◆ To do
From the entries below, return every line that includes the word "riverbank".

◆ Records supplied
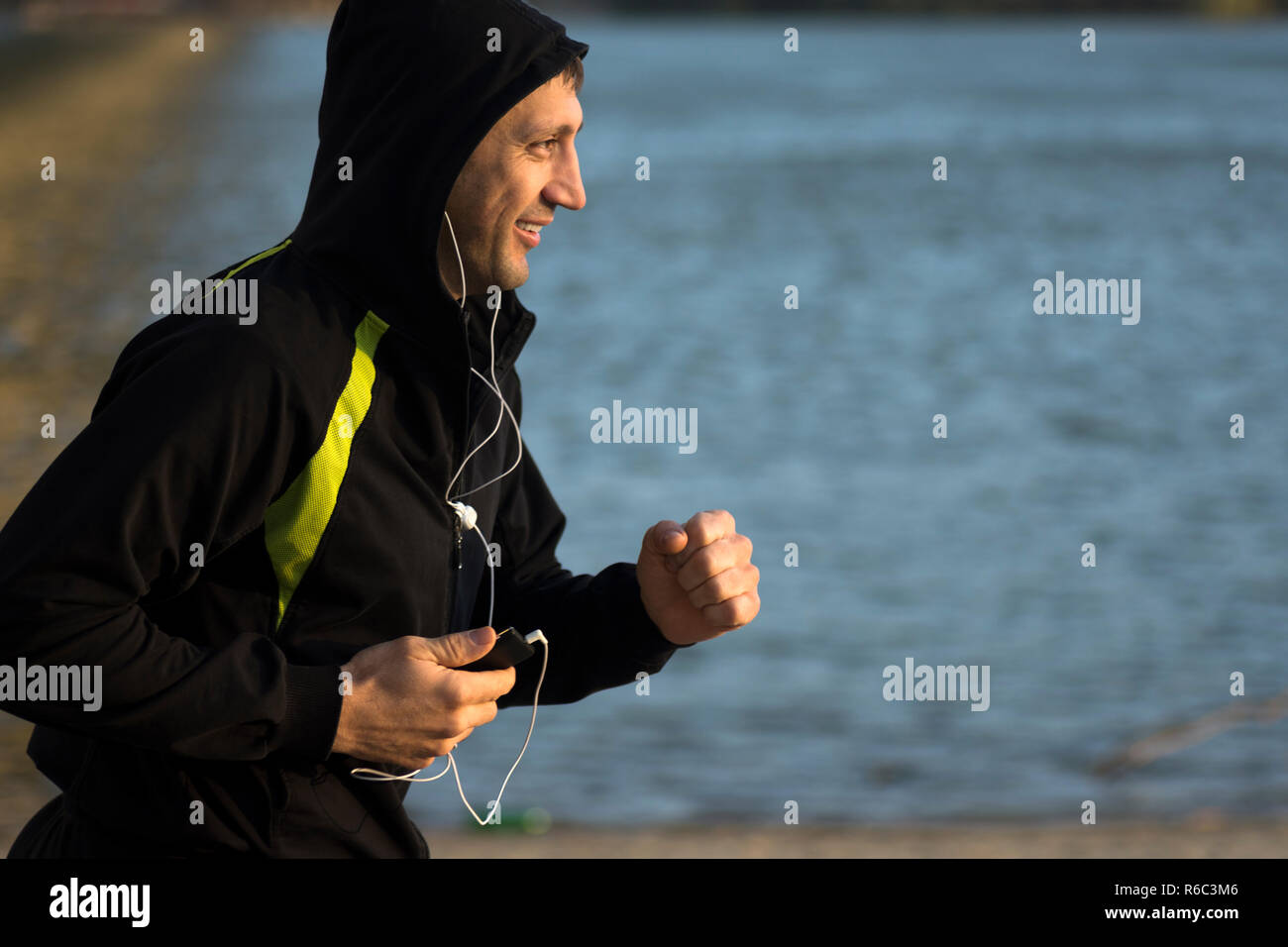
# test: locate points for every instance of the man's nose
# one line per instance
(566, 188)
==
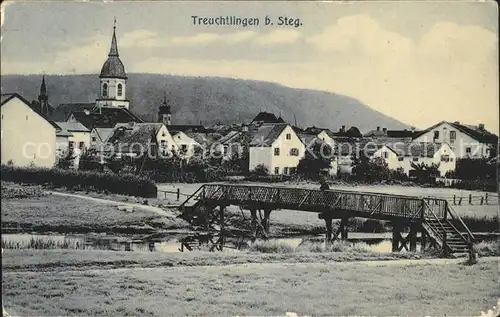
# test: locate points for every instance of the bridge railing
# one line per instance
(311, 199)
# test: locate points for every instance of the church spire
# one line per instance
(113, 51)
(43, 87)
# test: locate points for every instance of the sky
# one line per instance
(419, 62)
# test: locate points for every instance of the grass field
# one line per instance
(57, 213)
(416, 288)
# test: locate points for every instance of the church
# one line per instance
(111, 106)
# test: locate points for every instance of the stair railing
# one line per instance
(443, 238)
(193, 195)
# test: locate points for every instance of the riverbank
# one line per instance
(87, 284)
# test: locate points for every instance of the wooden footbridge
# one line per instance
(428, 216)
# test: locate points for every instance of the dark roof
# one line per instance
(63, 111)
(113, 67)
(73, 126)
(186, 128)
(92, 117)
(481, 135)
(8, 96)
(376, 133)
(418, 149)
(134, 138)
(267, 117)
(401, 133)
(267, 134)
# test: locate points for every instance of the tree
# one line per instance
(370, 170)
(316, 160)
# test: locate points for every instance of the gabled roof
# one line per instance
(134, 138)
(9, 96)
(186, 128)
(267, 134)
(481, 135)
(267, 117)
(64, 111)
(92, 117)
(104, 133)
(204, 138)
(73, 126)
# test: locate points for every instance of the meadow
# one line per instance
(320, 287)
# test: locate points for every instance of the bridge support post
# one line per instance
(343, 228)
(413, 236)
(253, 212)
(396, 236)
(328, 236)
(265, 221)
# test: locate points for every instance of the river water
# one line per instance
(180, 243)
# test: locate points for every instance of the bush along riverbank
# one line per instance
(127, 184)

◆ Written solution
# test: locate points for every instance of the riverbank
# test: locate points for every instance of the bush along riverbank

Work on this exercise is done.